● **AIM OF THE EXERCISE**
Beginning at the line that contains "front tire shown in this photo?" and continuing through the last of the items, reproduce those lines with "wheel" substituted for every occurrence of "tire", leaving all else unchanged.

═══ SUPPLIED ENTRIES ═══

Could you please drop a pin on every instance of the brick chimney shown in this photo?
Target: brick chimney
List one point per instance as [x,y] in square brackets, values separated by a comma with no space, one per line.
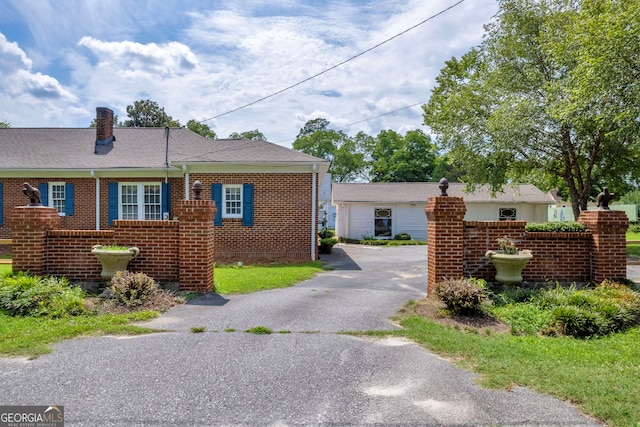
[104,130]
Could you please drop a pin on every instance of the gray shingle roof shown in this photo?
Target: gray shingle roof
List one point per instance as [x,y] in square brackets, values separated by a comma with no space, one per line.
[73,148]
[419,192]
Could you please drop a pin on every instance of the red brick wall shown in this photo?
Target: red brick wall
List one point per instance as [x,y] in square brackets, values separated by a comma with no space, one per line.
[597,254]
[564,257]
[282,218]
[282,212]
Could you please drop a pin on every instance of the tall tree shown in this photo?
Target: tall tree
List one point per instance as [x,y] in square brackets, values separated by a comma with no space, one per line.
[529,102]
[344,153]
[147,113]
[252,135]
[201,129]
[397,158]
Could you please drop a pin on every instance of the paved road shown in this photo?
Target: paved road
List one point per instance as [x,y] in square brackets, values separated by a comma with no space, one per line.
[310,376]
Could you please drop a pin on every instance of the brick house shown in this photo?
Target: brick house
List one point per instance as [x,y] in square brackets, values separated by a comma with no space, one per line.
[266,194]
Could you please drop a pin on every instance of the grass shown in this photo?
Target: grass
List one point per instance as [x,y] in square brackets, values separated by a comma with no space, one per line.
[633,250]
[232,279]
[32,336]
[600,376]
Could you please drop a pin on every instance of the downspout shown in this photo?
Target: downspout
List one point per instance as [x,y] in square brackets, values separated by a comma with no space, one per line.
[93,175]
[314,228]
[186,181]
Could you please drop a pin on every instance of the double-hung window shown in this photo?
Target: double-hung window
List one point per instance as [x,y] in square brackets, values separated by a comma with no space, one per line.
[141,201]
[57,197]
[232,201]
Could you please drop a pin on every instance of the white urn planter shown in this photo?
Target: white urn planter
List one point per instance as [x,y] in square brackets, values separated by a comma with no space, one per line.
[509,266]
[113,259]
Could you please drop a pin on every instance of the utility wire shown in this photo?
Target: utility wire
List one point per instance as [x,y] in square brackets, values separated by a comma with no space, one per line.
[335,66]
[365,120]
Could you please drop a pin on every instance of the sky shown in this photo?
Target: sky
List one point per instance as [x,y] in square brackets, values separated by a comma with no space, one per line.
[60,59]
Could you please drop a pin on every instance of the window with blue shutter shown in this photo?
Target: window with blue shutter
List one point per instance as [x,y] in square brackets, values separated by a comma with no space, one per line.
[43,187]
[69,199]
[247,205]
[216,196]
[166,198]
[112,197]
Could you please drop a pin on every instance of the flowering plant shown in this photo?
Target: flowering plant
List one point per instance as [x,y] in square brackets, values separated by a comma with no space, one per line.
[507,246]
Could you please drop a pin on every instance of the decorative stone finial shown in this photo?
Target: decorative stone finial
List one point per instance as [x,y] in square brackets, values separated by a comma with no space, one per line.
[197,190]
[444,184]
[604,198]
[33,194]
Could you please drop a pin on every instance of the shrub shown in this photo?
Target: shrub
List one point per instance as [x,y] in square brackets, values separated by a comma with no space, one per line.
[402,236]
[132,289]
[610,307]
[24,295]
[567,227]
[462,296]
[325,233]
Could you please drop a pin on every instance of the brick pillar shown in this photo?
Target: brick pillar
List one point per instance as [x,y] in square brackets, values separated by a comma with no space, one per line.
[445,231]
[196,244]
[29,226]
[609,246]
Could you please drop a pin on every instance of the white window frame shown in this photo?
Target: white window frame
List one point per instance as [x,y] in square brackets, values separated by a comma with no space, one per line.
[60,207]
[227,203]
[140,202]
[501,218]
[390,209]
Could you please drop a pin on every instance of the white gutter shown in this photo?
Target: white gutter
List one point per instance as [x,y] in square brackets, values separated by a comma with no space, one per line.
[186,181]
[314,228]
[97,199]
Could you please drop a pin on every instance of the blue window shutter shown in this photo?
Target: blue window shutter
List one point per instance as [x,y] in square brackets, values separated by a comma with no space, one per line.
[166,194]
[247,204]
[113,201]
[69,199]
[216,196]
[43,188]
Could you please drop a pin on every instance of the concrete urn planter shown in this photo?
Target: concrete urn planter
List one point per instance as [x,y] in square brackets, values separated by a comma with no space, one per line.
[113,260]
[509,266]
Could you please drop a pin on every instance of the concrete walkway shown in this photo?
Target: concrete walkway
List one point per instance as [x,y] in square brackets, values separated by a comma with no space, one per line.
[311,375]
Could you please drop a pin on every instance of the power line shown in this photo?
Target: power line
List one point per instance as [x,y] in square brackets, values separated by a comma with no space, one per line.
[335,66]
[365,120]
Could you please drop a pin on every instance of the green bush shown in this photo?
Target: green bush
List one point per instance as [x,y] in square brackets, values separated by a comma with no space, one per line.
[402,236]
[462,296]
[133,289]
[24,295]
[325,233]
[568,227]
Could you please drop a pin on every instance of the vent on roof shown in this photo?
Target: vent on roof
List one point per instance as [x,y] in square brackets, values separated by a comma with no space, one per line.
[104,131]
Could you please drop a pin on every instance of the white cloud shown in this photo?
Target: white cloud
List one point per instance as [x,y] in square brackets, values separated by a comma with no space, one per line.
[165,60]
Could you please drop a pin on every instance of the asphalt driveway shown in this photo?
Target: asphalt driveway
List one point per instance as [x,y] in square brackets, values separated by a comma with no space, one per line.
[312,375]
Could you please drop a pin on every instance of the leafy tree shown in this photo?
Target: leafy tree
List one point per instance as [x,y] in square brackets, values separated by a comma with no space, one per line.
[147,113]
[201,129]
[397,158]
[550,95]
[252,135]
[344,153]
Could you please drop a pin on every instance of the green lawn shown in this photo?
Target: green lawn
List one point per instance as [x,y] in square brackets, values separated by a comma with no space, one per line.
[231,279]
[600,376]
[31,336]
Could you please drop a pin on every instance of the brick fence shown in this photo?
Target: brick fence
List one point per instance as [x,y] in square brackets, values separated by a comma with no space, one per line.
[457,248]
[170,251]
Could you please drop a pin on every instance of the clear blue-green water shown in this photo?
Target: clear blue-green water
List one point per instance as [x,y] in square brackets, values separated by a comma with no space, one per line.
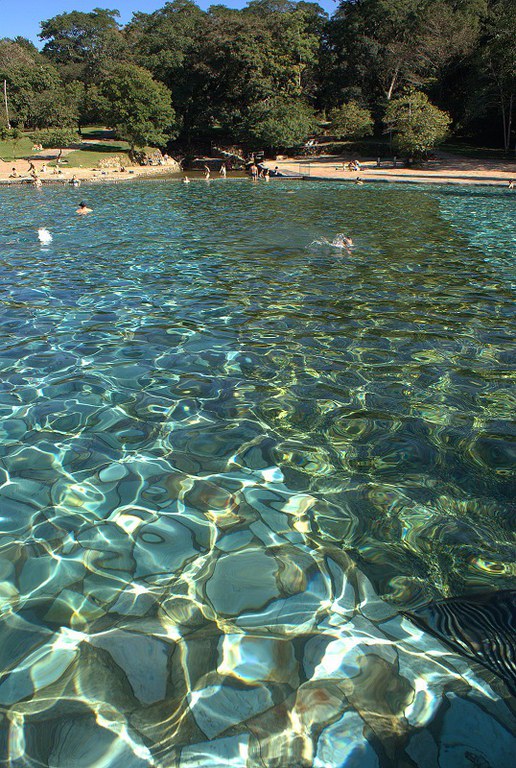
[230,456]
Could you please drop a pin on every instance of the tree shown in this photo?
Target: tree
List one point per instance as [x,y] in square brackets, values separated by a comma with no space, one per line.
[417,124]
[55,138]
[351,121]
[499,54]
[83,44]
[34,87]
[280,122]
[161,41]
[376,48]
[136,106]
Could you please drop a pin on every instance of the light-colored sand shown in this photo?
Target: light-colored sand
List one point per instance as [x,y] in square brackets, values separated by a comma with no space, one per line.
[444,169]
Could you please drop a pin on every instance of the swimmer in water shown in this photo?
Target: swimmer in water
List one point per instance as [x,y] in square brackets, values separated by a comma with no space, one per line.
[344,242]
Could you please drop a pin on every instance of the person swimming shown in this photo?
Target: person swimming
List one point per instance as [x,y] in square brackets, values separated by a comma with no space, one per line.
[342,242]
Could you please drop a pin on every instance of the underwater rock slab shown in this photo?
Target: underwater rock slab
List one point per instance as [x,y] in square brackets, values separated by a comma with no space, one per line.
[231,751]
[144,660]
[218,707]
[343,744]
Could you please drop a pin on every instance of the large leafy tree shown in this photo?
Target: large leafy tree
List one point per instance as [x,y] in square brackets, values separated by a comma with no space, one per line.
[137,106]
[36,95]
[351,121]
[161,41]
[83,44]
[416,123]
[280,122]
[376,48]
[246,59]
[499,60]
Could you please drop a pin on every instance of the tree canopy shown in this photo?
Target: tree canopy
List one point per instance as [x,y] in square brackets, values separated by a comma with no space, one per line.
[262,74]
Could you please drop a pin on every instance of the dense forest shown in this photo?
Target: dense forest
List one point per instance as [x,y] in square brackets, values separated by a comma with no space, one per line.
[272,74]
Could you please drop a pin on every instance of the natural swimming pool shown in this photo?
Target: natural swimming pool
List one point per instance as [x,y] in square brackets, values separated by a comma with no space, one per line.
[230,458]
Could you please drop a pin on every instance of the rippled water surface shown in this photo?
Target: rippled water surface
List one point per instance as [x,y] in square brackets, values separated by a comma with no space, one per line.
[230,457]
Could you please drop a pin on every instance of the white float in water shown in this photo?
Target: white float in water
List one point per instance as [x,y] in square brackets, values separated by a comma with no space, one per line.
[339,241]
[44,236]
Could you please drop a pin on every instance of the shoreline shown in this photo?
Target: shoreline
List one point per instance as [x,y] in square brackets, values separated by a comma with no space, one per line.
[443,170]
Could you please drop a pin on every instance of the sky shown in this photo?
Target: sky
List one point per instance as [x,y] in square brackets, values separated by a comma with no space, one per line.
[22,17]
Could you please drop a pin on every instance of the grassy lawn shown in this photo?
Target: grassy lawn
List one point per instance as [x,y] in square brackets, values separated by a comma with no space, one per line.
[90,158]
[11,150]
[463,149]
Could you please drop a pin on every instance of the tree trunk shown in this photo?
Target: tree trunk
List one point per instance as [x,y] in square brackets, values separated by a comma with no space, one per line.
[507,132]
[393,83]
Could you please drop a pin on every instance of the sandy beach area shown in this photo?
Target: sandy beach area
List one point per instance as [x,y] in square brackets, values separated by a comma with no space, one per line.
[444,169]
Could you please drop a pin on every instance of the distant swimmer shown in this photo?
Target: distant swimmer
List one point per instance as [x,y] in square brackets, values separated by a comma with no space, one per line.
[44,236]
[342,242]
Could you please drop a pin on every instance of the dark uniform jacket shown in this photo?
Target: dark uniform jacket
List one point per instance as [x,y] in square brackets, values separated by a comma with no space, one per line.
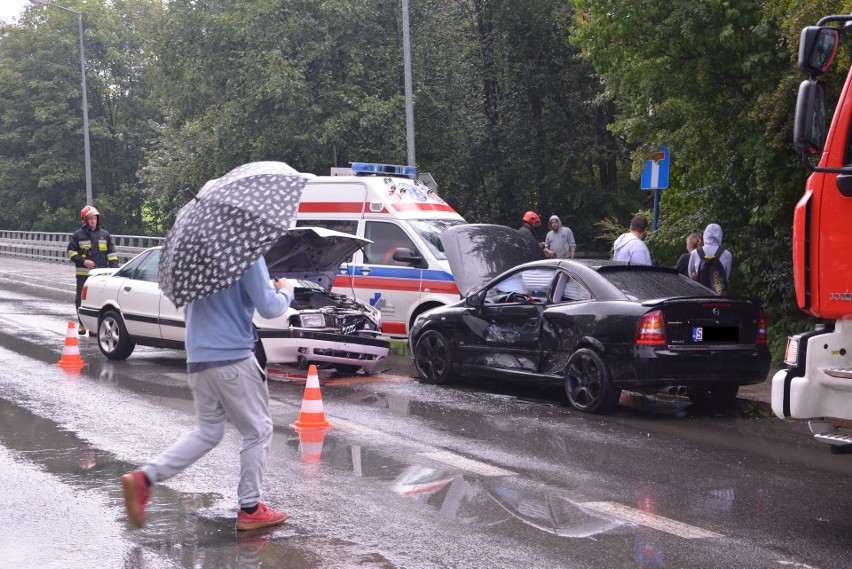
[95,245]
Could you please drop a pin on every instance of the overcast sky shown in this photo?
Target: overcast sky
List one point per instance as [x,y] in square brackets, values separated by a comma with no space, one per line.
[11,9]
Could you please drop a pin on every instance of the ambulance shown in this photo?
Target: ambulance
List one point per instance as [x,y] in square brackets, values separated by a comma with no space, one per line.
[404,271]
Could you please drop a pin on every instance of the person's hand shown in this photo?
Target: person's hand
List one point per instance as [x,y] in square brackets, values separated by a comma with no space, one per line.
[283,283]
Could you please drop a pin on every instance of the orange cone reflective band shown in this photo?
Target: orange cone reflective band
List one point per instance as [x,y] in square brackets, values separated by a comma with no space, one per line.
[71,351]
[312,415]
[311,442]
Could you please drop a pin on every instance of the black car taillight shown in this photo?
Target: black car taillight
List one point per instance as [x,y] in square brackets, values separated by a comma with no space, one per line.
[651,330]
[761,328]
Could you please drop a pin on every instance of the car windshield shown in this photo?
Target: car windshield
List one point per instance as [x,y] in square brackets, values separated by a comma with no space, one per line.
[306,284]
[430,231]
[648,285]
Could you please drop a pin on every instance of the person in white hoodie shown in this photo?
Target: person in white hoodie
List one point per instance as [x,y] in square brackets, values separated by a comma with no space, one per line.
[630,247]
[712,242]
[560,240]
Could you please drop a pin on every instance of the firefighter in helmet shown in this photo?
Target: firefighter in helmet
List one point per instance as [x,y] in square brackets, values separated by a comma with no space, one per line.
[90,247]
[530,220]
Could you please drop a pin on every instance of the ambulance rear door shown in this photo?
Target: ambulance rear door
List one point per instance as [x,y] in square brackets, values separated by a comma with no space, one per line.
[390,286]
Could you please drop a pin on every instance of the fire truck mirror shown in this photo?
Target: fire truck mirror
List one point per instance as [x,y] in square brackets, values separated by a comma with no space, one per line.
[817,47]
[809,128]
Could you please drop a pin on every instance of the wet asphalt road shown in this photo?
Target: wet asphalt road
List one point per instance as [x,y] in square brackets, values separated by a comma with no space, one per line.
[475,475]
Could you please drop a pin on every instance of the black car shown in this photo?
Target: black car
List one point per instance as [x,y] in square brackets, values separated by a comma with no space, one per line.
[595,326]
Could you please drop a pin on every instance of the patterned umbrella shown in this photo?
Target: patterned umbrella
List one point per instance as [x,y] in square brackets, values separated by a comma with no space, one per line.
[232,222]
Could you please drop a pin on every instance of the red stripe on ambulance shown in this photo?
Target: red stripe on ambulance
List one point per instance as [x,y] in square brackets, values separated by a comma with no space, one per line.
[422,207]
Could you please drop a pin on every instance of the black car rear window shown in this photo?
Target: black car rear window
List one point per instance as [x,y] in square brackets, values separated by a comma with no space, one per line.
[644,285]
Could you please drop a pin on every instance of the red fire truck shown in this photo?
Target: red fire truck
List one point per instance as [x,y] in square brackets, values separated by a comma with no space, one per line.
[817,383]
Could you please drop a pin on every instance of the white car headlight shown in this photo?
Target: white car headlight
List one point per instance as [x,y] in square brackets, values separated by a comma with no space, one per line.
[791,354]
[312,320]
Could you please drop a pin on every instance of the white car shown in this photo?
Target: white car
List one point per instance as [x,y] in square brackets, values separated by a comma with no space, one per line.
[127,307]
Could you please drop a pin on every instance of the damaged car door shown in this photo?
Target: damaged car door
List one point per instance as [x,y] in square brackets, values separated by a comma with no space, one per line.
[504,323]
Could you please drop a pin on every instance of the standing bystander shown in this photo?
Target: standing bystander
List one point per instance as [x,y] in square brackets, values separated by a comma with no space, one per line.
[90,247]
[560,240]
[630,247]
[693,241]
[710,264]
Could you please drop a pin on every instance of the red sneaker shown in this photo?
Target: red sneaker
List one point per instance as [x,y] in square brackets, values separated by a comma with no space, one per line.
[261,518]
[136,493]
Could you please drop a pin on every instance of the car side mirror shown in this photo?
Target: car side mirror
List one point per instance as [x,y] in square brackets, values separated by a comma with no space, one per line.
[409,257]
[475,300]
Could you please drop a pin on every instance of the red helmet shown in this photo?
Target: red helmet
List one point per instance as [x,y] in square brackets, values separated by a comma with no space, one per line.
[532,218]
[87,211]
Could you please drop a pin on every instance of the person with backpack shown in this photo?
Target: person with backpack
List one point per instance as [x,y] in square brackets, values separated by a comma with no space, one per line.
[711,264]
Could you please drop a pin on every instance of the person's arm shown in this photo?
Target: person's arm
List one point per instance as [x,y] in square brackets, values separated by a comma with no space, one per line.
[269,301]
[74,250]
[727,260]
[112,255]
[572,245]
[693,265]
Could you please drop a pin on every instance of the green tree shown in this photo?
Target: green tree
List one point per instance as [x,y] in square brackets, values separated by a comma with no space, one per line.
[714,79]
[42,175]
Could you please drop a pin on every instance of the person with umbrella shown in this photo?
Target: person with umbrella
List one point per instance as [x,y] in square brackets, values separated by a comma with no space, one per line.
[212,262]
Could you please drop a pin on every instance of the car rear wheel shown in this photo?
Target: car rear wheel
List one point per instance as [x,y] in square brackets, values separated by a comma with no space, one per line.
[433,358]
[113,340]
[713,395]
[588,384]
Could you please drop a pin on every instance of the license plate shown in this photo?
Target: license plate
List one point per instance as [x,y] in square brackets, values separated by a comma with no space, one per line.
[715,334]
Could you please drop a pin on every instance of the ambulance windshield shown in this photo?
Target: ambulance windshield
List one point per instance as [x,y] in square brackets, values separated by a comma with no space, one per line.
[430,231]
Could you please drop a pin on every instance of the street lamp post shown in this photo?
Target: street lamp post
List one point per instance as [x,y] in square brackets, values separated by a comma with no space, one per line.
[409,91]
[87,155]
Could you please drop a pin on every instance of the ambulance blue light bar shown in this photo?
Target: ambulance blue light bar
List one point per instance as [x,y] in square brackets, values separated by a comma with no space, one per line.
[361,168]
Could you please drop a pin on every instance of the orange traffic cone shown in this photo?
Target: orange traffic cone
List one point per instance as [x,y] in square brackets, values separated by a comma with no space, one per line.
[71,352]
[311,442]
[312,415]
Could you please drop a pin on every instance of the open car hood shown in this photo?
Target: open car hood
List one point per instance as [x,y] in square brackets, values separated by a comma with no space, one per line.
[311,253]
[478,252]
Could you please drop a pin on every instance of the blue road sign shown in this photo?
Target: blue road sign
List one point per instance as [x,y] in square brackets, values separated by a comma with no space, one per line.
[655,175]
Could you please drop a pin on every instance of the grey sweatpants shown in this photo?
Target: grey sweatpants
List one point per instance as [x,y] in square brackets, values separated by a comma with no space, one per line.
[237,392]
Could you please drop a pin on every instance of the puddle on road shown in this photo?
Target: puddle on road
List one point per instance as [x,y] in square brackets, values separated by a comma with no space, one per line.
[182,529]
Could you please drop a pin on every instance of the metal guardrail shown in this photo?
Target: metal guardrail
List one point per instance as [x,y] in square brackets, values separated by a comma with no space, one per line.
[53,247]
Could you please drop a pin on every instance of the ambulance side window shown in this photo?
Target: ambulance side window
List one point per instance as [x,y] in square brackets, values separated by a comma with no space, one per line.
[386,238]
[342,225]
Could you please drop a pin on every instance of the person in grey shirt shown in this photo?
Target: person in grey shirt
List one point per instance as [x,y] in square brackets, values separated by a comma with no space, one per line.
[630,247]
[227,384]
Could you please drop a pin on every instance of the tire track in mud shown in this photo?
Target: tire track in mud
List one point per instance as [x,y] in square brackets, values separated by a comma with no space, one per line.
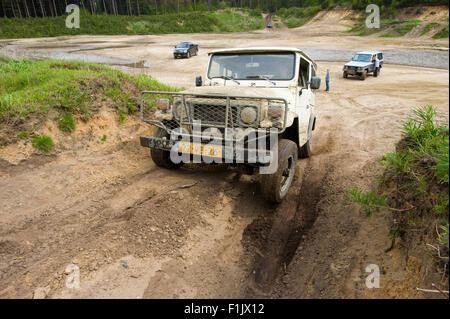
[286,228]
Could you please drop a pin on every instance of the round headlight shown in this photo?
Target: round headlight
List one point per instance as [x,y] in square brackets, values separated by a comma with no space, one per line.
[248,115]
[178,110]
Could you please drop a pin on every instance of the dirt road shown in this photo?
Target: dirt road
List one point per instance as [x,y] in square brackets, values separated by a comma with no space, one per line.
[137,231]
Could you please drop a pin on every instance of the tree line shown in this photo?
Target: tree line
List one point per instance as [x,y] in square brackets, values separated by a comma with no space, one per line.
[52,8]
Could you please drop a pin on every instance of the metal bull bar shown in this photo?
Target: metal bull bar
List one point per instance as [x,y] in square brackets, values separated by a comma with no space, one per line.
[228,105]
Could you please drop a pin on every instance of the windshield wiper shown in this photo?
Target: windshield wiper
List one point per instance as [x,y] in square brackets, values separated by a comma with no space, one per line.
[261,77]
[226,78]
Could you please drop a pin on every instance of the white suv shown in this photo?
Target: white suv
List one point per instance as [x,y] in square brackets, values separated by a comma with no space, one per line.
[254,108]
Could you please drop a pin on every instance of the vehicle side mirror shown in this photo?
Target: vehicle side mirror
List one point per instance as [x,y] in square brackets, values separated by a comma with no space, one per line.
[315,83]
[198,81]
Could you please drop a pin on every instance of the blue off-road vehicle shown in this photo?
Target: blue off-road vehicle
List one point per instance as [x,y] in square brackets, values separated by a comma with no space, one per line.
[363,63]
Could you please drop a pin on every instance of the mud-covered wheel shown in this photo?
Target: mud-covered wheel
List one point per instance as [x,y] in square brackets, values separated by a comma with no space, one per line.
[306,150]
[274,187]
[160,157]
[363,75]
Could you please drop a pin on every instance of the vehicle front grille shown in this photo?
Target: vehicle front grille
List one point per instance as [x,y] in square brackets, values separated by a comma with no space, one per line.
[214,113]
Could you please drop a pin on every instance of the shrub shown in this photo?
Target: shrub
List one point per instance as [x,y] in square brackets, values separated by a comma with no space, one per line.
[43,143]
[67,123]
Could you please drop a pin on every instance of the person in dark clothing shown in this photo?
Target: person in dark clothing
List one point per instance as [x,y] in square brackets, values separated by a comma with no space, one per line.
[327,80]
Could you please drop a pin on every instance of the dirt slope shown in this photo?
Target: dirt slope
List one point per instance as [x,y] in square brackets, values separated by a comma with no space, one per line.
[137,231]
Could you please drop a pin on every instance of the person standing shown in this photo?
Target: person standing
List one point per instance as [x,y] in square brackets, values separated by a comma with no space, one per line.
[327,80]
[377,66]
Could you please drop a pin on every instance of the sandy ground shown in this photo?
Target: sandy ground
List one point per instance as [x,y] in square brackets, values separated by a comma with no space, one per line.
[137,231]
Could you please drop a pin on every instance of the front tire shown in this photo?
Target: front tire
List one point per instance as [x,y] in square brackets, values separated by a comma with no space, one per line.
[306,150]
[160,157]
[274,187]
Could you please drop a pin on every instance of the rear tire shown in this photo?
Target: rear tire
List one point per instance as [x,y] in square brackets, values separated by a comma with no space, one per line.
[363,75]
[274,187]
[160,157]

═══

● **THE REPLY**
Could you please drop a pin on every instance of the front wheel shown in this photo?
Target: front wheel
List one point per instance as [x,y] in square brackets, values separated by a comma with no space, one per line.
[306,150]
[160,157]
[274,187]
Could you please drop a pin on every instance of the rear wheel shown in this photo?
Target: rear wheel
List one point per instance as [x,y] in square brackets, values separated by a comma with no space, one per line.
[363,75]
[274,187]
[160,157]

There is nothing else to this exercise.